Reproduce the data below verbatim, from its first line through the line holding "10,7,680,453", with both of those lines included.

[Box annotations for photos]
****************

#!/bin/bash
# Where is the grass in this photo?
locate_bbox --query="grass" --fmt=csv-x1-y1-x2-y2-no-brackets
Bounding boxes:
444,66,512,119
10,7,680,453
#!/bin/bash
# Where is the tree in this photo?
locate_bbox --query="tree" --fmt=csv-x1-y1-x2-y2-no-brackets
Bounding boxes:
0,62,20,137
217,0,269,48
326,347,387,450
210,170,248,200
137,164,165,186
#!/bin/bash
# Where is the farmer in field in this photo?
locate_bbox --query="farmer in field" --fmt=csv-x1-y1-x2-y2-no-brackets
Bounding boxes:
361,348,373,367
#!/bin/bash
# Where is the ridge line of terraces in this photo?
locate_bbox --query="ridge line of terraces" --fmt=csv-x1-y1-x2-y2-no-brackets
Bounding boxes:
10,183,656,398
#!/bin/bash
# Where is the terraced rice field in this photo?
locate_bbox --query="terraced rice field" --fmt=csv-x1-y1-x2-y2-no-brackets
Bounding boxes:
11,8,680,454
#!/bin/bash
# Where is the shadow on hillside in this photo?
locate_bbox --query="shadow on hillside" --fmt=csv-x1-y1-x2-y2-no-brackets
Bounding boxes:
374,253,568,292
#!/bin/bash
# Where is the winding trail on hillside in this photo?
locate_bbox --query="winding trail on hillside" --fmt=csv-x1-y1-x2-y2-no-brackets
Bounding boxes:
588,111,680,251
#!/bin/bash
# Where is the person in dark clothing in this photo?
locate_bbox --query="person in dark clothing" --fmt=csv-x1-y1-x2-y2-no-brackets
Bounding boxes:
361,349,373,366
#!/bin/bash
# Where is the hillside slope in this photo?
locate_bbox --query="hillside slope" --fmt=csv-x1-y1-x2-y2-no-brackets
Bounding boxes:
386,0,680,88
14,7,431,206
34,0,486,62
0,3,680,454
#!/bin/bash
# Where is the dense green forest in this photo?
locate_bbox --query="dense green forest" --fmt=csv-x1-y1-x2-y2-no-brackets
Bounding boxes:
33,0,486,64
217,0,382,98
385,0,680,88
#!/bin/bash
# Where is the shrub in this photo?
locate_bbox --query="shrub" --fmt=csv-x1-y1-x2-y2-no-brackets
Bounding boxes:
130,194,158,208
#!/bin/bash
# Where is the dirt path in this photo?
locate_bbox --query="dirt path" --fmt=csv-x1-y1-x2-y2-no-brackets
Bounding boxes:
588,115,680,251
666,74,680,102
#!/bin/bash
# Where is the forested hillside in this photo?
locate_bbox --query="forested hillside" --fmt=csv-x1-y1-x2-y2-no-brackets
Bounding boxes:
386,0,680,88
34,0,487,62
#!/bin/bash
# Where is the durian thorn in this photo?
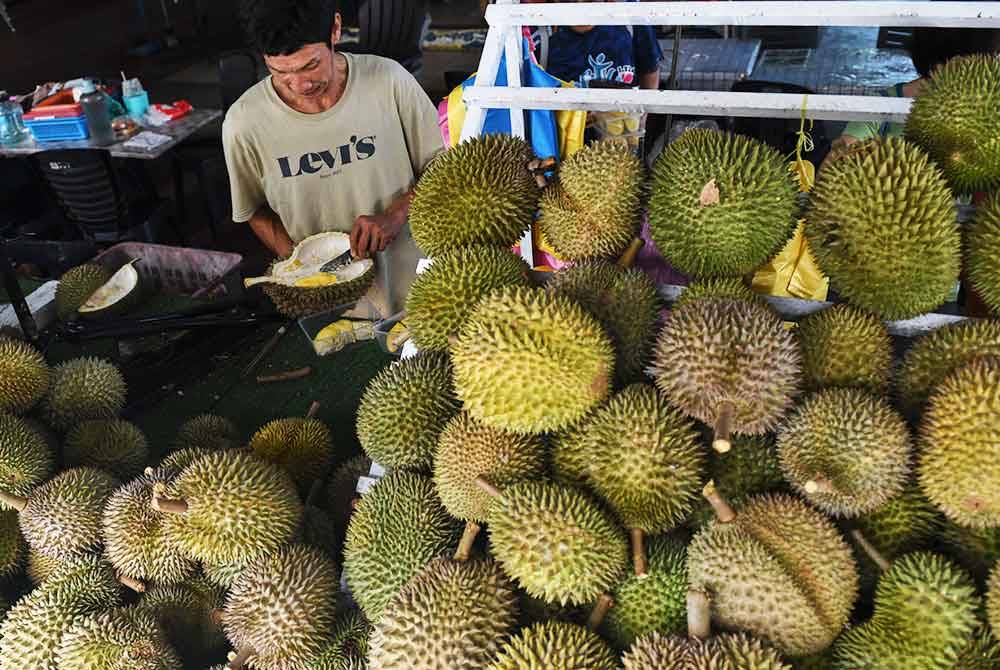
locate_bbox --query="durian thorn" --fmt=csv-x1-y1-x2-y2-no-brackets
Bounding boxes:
587,593,615,631
851,528,892,572
629,528,649,579
618,237,646,268
712,400,736,454
687,589,712,640
455,521,483,563
0,491,28,512
701,481,736,523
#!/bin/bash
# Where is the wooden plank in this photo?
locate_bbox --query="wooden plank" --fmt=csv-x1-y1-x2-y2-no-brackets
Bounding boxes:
464,86,912,123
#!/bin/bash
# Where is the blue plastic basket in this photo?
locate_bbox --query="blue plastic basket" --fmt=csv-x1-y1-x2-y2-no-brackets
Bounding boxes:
24,116,90,142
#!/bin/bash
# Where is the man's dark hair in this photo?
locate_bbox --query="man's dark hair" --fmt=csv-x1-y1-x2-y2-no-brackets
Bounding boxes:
240,0,338,56
910,28,1000,77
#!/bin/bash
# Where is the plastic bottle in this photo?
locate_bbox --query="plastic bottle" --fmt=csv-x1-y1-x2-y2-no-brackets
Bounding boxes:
80,79,115,146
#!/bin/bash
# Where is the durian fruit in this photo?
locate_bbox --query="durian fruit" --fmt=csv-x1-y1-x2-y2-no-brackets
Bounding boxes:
561,384,705,576
56,263,111,320
896,320,1000,413
805,138,961,319
833,552,981,670
920,358,1000,528
539,142,644,261
649,129,798,278
488,621,619,670
0,337,52,414
0,412,55,510
357,352,461,471
409,135,539,256
778,388,913,518
172,414,242,451
344,471,461,621
406,246,530,351
796,304,892,393
102,471,198,584
688,484,858,656
906,54,1000,193
250,417,333,492
63,419,149,480
0,468,118,559
222,545,339,668
39,358,126,433
152,450,302,565
603,535,688,649
654,299,801,451
546,260,660,383
434,412,546,559
56,608,184,670
137,575,226,659
480,480,628,605
452,287,614,434
368,559,517,670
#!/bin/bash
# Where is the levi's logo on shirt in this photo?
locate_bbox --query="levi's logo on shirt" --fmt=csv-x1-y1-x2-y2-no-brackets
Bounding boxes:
278,135,375,179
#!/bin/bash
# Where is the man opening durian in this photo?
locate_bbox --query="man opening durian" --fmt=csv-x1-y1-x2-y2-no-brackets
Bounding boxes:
223,0,442,268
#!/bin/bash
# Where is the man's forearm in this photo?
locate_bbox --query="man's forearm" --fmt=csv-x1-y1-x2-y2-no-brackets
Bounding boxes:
250,205,295,258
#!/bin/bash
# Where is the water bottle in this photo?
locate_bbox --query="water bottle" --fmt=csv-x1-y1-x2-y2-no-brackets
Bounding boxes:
80,79,115,146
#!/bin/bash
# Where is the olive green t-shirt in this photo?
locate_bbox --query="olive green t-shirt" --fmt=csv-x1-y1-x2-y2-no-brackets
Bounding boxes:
229,53,443,242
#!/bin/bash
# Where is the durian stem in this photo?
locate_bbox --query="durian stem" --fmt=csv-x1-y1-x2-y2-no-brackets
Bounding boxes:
701,481,736,523
687,589,712,640
629,528,649,577
0,491,28,512
587,593,615,630
712,400,736,454
618,237,646,268
851,528,892,572
455,521,483,563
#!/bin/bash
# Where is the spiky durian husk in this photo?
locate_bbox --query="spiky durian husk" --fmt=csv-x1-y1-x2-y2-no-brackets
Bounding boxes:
368,559,517,670
102,475,198,584
357,352,461,471
604,536,688,649
488,621,619,670
158,450,302,565
57,608,184,670
562,384,705,534
778,388,913,518
919,358,1000,528
223,545,339,670
434,412,546,524
906,54,1000,193
406,246,530,351
0,337,52,414
56,263,111,319
649,129,798,278
0,412,55,510
409,135,538,256
452,287,615,434
487,482,628,605
18,468,118,559
805,138,961,319
39,358,126,433
344,471,461,621
622,633,791,670
250,418,333,493
688,495,858,656
539,142,644,261
173,414,242,451
965,194,1000,316
63,419,149,480
546,261,660,383
797,304,892,393
655,299,802,435
833,552,981,670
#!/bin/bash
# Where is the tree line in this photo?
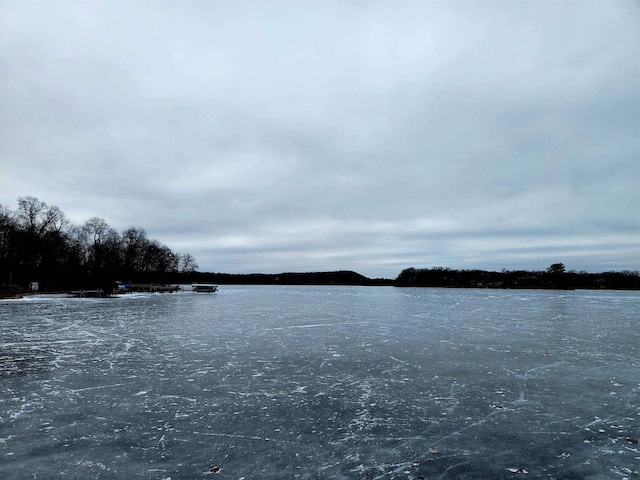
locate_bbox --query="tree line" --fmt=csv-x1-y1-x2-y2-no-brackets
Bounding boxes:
0,196,198,292
394,263,640,290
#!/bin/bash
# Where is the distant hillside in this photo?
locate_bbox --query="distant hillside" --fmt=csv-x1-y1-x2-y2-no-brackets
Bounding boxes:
394,263,640,290
189,270,393,285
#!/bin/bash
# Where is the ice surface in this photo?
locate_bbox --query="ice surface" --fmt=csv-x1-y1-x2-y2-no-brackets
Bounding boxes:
0,286,640,480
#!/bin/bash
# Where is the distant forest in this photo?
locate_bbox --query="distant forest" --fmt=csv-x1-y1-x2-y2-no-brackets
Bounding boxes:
394,263,640,290
0,197,198,295
0,197,640,297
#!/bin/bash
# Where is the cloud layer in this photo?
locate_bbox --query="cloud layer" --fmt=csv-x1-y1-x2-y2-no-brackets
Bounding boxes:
0,0,640,277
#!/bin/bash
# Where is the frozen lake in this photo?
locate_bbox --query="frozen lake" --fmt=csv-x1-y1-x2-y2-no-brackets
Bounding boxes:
0,285,640,480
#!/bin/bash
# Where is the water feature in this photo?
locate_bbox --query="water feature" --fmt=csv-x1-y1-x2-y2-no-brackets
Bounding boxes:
0,286,640,480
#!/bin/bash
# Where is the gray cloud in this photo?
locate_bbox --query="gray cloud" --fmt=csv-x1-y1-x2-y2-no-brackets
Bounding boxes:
0,0,640,277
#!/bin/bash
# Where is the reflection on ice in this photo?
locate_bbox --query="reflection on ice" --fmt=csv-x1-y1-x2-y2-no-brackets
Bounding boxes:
0,287,640,479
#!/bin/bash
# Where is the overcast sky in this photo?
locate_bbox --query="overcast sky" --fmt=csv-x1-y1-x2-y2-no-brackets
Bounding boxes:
0,0,640,278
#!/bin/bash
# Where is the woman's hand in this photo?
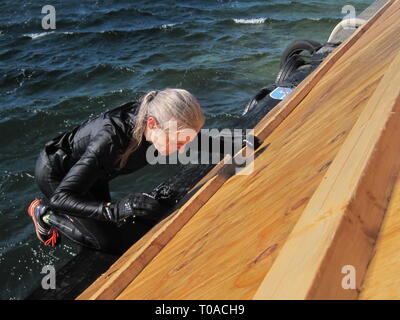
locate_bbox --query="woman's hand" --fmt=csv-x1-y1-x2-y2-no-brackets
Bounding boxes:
103,193,161,222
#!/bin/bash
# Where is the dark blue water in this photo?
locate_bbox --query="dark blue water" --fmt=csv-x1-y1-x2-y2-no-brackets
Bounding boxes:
0,0,372,299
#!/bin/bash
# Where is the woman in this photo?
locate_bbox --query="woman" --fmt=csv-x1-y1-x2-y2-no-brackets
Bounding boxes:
28,89,205,252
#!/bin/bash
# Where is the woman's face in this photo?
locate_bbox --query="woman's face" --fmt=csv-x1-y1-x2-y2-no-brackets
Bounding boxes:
145,117,198,155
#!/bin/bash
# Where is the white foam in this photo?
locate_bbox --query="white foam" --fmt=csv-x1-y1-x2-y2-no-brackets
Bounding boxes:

****************

_Answer to the task_.
#!/bin/bash
# Where is the grass in this photo?
locate_bbox --query="grass" --fmt=csv-x1-y1-x2-y2-no-brackets
Bounding boxes:
444,66,512,119
10,7,680,453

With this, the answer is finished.